* _Задание_:
Продолжите приведенный ниже отрывок воспоминаний о Пионтеке, начиная сразу после его последнего предложения.

* _Фрагмент страницы_:
Здания, улицы, памятники. Люди. История, секреты, легенды — он рассказывал самозабвенно, таскал нас за собой, а мы только ловили каждое слово. Он вышагивал по Невскому — высокий, взъерошенный, быстрый, а за ним бежали мы, две девочки, боясь пропустить взгляд, фразу, жест. Невероятная эрудиция. Глубина. Доброта. Бессребренность. Бескорыстие. Любовь к стране, к родному месту.

Вдохновение его усилилось в музее Достоевского, куда он нас в итоге привел. Пионтек принимал самое активное участие в его проектировке. Бескомпромиссный идеалист, максималист, он и здесь рассорился с дирекцией, по крайней мере, сотрудники напряглись, увидев его, а он, как ни в чем не бывало, прочитал нам двоим такую лекцию, что группы оборачивались и слушали, вместе с экскурсоводом…

В ночь перед отъездом мы так и не уснули, потому что он не мог спать. Вытащил все свои чертежи, схемы, акварели (прекрасные!) и три часа рассказывал о своем детище — парке "Человек и Среда". Пионтек верил в него как ребенок: безусловно, безоговорочно. Крупный национальный парк-музей, посвященный истории и культуре народов России. Наверное, не будет этого уже никогда. Однако есть другое — парки, музеи, спроектированные и построенные им по всей стране и за ее пределами…

Они очень нуждались, но никогда не попросили бы у нас денег за проживание, так что пришлось, после долгих споров, купить конверт и придумать целую церемонию вручения, а также все возможные варианты уговоров, если откажутся принять.

Их уже нет. Только свет остался. Светлая память.

Они принимали всех, и не было в этом ничего особенного. Они делились и отдавали, и не было в этом ничего особенного. Они жили любовью — к своей стране, ее культуре, друг к другу, и не было в этом…

Ничего особенного — для них»…

Н. Федоров, основоположник русского космизма, к идеям которого прислушивались и Л. Толстой, и К. Циолковский, был похоронен на кладбище Скорбященского монастыря. Могила его в 1929 году была снесена, место утрамбовано под игровую площадку.

* _Записи о расстановке точек_:
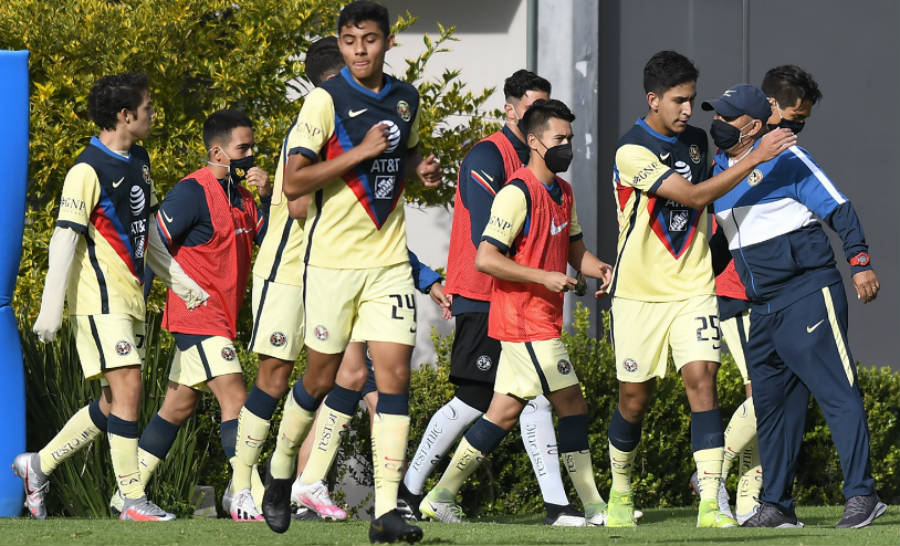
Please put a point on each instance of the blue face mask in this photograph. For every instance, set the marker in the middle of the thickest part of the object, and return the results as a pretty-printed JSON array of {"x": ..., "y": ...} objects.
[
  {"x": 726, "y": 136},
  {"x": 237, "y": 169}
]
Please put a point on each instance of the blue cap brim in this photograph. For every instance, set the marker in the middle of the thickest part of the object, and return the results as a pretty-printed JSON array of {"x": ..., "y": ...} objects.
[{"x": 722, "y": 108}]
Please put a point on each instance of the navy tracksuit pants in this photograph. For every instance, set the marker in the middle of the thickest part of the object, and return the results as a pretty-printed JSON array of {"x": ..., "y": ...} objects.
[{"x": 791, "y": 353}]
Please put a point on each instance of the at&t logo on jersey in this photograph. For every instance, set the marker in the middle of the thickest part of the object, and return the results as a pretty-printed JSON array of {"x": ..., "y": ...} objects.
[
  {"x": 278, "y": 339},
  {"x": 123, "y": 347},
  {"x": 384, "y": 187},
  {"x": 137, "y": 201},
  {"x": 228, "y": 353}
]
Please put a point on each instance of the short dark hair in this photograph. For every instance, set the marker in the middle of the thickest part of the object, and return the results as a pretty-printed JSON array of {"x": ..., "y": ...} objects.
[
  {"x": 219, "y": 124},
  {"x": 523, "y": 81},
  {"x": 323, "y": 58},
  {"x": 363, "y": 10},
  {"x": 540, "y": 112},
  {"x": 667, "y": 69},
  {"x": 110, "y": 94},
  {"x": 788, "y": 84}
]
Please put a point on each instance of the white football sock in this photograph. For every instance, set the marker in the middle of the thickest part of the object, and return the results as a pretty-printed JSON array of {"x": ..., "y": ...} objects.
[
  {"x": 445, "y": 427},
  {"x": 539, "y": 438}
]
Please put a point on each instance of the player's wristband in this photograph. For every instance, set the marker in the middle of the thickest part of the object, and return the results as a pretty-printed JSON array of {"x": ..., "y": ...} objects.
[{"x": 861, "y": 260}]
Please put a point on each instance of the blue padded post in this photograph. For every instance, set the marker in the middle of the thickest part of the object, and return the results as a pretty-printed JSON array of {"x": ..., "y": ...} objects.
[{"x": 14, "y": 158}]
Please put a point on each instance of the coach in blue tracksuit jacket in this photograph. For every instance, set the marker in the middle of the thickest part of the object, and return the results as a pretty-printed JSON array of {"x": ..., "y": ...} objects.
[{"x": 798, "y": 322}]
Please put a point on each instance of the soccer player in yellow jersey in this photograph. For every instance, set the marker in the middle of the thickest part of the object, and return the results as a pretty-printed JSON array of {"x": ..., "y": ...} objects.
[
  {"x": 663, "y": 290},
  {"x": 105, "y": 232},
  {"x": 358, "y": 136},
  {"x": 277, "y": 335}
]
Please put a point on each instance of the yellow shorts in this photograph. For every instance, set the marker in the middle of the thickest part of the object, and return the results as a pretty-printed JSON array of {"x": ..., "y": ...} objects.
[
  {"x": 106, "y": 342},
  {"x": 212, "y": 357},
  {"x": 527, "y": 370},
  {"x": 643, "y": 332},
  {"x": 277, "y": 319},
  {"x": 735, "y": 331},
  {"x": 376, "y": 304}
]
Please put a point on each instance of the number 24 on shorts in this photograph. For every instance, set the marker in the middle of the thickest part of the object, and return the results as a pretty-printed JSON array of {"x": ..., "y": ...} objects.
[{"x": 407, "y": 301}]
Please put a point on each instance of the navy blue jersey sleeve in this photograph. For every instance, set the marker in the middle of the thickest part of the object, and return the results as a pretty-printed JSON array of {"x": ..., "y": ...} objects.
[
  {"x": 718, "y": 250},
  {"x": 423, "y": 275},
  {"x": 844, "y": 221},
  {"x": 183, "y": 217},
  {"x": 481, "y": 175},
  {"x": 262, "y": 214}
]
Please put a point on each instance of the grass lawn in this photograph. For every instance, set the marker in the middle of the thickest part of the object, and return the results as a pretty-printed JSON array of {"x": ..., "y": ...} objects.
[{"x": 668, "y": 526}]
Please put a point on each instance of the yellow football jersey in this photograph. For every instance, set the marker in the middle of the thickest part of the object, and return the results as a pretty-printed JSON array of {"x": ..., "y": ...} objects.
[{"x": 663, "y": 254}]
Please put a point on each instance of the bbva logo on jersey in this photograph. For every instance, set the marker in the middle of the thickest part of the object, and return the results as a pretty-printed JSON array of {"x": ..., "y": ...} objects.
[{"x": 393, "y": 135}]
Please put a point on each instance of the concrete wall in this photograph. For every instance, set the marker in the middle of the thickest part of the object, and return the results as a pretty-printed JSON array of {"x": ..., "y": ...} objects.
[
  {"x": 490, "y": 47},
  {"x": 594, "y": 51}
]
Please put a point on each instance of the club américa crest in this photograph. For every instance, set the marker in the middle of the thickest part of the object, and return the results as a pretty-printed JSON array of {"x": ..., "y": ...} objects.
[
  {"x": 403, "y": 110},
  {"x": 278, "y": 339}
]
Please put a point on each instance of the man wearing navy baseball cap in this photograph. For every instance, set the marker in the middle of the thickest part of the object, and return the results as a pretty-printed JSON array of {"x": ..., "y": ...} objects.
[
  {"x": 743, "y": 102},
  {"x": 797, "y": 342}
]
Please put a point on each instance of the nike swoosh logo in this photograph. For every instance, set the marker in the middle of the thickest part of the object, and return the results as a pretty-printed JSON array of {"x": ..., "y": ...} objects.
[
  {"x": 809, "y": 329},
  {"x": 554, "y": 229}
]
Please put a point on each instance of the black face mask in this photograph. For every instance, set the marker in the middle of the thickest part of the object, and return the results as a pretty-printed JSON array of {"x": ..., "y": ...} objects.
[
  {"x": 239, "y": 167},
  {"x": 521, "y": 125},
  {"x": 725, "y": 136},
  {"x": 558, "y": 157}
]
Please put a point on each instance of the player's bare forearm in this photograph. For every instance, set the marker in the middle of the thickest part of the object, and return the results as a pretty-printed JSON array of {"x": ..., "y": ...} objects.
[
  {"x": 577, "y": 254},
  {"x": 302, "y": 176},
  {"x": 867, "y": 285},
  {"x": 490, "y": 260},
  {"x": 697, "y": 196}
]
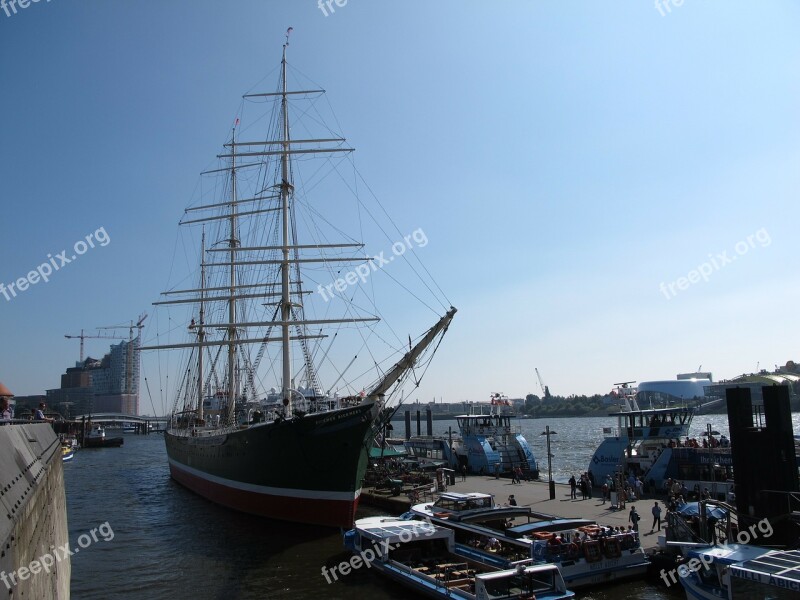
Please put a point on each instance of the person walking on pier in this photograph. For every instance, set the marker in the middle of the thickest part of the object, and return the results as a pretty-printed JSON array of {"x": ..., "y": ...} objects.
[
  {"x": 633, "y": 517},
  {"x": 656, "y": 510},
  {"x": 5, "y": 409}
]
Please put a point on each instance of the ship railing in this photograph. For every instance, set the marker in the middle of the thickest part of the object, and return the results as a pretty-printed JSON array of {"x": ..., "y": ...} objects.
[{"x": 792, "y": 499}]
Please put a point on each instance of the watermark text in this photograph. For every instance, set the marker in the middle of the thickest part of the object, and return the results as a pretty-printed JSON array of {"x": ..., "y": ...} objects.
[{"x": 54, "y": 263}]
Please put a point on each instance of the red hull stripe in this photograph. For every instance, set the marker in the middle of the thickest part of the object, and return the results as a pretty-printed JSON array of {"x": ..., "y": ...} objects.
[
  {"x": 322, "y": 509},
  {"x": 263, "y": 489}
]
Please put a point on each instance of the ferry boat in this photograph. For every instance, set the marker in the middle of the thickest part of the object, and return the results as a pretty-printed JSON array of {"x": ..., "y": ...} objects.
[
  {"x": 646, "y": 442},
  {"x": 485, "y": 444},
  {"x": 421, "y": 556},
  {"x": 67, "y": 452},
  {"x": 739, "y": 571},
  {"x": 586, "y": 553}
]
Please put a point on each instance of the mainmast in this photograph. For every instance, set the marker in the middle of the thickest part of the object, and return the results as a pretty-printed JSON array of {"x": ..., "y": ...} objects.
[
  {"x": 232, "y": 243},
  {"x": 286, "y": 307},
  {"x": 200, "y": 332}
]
---
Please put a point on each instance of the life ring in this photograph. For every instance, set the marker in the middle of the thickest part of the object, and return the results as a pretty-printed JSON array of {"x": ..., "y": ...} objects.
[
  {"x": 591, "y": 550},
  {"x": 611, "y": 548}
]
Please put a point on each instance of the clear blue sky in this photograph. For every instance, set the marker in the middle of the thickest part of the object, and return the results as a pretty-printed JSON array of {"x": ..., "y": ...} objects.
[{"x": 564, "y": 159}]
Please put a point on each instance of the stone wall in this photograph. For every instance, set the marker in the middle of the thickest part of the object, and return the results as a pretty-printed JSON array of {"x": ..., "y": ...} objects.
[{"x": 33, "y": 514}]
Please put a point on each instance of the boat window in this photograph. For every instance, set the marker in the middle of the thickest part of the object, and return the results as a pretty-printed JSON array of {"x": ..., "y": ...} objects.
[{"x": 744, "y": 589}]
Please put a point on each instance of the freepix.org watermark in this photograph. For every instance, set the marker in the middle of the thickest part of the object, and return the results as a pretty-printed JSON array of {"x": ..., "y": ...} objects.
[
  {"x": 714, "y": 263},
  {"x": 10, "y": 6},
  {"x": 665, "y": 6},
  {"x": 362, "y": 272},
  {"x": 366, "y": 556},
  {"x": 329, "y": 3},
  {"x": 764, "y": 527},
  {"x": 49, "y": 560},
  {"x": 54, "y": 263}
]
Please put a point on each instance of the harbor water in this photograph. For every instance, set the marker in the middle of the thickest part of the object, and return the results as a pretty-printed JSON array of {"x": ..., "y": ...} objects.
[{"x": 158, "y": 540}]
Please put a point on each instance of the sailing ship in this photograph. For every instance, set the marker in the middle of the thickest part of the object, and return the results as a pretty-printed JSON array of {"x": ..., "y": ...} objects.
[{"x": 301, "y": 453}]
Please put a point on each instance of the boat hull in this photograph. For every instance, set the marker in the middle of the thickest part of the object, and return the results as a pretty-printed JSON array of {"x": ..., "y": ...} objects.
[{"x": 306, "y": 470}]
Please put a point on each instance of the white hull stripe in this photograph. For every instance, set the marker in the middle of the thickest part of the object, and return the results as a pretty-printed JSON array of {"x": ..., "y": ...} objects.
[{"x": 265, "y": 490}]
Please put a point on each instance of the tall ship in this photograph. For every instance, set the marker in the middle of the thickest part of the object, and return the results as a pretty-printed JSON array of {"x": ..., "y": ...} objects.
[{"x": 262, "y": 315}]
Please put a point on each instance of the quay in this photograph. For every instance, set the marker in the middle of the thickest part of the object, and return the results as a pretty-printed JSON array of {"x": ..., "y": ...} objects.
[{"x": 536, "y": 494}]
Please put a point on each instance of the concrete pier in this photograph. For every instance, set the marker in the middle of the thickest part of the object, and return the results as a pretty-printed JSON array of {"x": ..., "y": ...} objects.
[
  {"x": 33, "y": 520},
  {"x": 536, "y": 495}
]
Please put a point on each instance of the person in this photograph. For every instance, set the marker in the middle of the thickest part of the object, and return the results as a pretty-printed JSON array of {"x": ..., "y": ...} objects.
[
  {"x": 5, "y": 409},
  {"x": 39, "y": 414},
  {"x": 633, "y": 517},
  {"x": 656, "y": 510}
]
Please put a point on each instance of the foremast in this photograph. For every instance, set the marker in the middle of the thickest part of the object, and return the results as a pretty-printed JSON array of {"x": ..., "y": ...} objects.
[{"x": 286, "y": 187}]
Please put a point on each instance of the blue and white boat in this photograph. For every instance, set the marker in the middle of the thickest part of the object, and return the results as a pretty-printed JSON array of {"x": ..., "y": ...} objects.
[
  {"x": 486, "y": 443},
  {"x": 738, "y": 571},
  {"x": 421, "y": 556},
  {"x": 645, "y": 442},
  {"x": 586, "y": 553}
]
--
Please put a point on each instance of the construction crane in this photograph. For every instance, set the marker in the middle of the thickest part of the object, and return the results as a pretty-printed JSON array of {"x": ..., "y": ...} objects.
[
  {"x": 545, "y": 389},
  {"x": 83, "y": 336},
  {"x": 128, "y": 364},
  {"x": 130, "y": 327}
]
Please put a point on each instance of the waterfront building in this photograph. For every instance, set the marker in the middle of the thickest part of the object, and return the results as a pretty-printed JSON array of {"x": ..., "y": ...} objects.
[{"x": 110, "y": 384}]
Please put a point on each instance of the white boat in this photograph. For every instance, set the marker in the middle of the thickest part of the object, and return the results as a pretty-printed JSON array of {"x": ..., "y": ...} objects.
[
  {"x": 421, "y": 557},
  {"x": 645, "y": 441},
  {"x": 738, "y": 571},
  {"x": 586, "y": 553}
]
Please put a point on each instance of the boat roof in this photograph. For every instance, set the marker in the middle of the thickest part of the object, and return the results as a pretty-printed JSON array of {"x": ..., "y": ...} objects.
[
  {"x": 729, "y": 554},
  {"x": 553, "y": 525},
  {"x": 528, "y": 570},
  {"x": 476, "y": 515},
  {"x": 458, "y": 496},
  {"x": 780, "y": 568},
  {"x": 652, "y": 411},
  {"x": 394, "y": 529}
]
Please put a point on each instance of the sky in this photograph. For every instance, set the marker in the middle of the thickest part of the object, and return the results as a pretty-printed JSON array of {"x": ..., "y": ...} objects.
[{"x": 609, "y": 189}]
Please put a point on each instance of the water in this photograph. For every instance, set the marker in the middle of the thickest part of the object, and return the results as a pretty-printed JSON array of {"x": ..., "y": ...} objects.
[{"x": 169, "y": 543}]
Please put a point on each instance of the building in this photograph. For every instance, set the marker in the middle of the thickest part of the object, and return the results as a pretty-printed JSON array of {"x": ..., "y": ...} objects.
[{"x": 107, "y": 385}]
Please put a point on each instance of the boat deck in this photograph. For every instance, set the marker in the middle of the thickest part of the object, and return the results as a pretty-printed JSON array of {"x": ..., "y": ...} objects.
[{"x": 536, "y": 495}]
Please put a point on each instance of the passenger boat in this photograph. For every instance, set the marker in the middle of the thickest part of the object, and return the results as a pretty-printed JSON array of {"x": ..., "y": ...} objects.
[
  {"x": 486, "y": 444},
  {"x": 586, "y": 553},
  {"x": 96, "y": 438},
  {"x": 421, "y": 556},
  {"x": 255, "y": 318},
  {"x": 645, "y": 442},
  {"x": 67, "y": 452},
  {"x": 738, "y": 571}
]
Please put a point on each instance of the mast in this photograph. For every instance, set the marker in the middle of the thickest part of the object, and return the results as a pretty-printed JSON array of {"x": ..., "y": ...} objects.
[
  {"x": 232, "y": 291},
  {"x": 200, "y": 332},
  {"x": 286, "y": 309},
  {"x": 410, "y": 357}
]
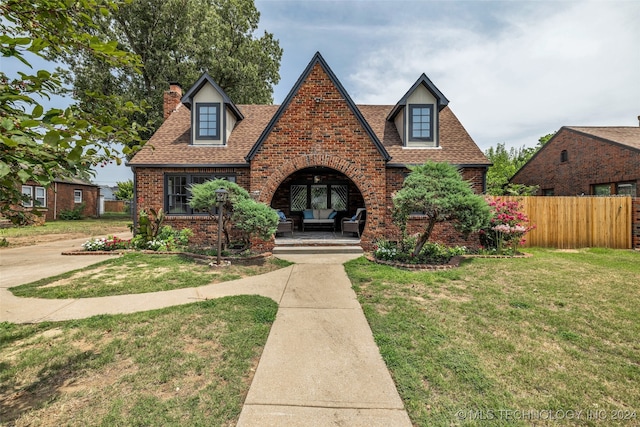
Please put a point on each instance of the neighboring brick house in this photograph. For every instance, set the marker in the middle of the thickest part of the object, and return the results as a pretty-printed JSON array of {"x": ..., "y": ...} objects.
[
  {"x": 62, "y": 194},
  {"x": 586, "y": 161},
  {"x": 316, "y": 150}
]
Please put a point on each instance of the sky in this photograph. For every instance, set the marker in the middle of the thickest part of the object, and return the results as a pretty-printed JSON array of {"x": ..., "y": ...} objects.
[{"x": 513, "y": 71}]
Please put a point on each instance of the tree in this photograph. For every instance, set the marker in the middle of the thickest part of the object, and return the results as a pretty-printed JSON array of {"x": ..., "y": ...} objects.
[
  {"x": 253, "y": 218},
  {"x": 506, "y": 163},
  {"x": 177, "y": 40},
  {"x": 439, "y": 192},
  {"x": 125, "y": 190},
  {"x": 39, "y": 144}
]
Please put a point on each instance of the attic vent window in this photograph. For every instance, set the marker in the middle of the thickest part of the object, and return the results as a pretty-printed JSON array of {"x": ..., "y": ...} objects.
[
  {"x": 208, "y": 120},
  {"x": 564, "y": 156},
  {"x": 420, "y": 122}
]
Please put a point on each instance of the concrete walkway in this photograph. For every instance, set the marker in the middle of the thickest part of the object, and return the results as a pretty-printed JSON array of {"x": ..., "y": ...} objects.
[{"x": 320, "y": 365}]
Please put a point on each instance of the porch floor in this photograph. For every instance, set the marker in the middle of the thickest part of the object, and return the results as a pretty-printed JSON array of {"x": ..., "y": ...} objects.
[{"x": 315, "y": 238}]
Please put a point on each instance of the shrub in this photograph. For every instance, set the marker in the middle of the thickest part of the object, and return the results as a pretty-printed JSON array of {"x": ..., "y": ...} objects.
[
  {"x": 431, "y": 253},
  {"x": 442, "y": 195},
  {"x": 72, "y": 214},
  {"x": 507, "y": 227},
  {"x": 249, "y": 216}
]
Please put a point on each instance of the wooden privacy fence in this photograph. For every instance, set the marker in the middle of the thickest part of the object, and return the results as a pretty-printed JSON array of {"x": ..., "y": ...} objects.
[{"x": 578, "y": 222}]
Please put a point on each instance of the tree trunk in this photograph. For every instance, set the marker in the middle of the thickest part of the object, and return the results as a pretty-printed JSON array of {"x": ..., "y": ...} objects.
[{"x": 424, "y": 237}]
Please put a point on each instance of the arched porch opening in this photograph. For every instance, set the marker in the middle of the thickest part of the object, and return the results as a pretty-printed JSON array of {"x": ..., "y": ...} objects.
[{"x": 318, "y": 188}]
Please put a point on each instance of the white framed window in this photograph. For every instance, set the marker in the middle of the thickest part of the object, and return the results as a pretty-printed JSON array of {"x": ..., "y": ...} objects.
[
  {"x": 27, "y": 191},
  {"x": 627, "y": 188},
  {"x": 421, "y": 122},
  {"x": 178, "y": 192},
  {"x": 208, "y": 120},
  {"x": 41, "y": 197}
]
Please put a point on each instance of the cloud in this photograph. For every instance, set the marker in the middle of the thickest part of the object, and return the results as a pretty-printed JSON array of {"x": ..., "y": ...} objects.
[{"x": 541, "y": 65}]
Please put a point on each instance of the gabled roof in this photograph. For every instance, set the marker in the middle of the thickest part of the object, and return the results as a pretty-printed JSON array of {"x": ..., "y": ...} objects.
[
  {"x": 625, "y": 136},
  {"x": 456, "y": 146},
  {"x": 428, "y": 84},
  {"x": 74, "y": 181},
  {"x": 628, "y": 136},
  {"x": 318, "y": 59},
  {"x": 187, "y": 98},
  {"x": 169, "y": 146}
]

* _Ответ_:
Прочитаешь такое, и невольно рвется из души наболевшее: «Отечество родное, что ты так неласково, так сурово к нам, твоим детям, любящим тебя беззаветно до гробовой доски»…

 

Георгий Владимирович практически в одиночку осуществил титаническую работу по сбору и подготовке предметного и иллюстративного материала к своему проекту. Он, как истинный энтузиаст, увлеченный идеей, проводил многочисленные выставки, конференции, доклады, пытаясь достучаться как до общественности, так и до чиновничества, и до научных, ко всему авангардному с подозрительным скепсисом настроенных, кругов. И как-то стало вроде бы складываться — к концу восьмидесятых. К тому же эпоха уже подтаивала со всех сторон, и восторги международного научного сообщества, к которым так всегда чувствительна наша родная общественность, на тот момент помогли.

Факт остается фактом: под парковую зону проекта было выделено аж три тысячи шестьсот га земли на правобережье Невы под Санкт-Петербургом. Проект был включен в Генплан развития Петербурга на период до 2005 года.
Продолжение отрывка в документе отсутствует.